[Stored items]
[Start]

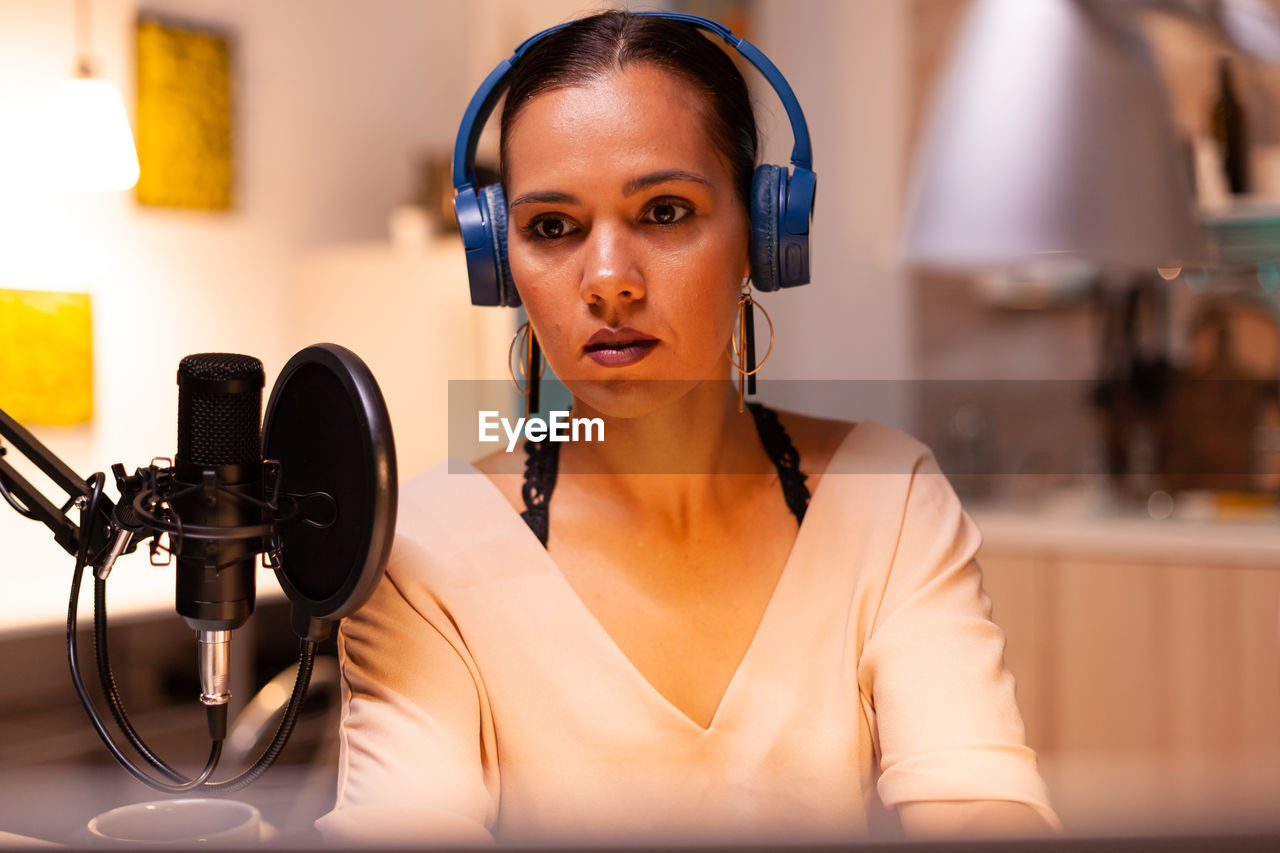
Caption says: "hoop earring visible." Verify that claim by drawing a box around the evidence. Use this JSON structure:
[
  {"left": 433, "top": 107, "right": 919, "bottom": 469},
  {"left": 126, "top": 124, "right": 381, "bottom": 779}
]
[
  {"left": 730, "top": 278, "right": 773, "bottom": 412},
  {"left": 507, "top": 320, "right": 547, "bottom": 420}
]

[End]
[Start]

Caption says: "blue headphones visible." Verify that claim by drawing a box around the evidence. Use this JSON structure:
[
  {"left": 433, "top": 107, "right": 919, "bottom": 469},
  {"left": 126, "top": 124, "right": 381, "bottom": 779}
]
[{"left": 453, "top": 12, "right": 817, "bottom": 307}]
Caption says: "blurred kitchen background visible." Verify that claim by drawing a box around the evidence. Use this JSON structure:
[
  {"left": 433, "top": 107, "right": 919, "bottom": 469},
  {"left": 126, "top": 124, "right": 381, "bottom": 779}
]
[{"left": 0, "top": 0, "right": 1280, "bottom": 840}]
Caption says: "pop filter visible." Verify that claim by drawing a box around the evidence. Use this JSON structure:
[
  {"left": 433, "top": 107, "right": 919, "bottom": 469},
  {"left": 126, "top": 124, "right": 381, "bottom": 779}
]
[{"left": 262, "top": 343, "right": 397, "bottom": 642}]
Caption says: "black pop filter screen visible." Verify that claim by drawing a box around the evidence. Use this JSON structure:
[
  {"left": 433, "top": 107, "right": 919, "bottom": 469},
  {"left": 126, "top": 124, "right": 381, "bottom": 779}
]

[End]

**TO BE DONE**
List every line of the material above that contains the word "visible". Case counts.

**TASK ANSWER**
Caption says: "hoop earring visible." Verify that claim by drawing a box around the evidence. Use this JSON structure:
Caption says: "blue headphones visible." Verify that claim by drawing a box around the evidence. Use this JSON structure:
Caption says: "blurred kitchen background visible." Verify that claim by drawing a box around the evidence. Use this JSON structure:
Caption says: "pop filter visible." Verify that claim by drawing a box around the evidence. Use this JSON structure:
Caption says: "black pop filter screen visible." Verify that claim by drawing a box around the evidence. Use this JSON structure:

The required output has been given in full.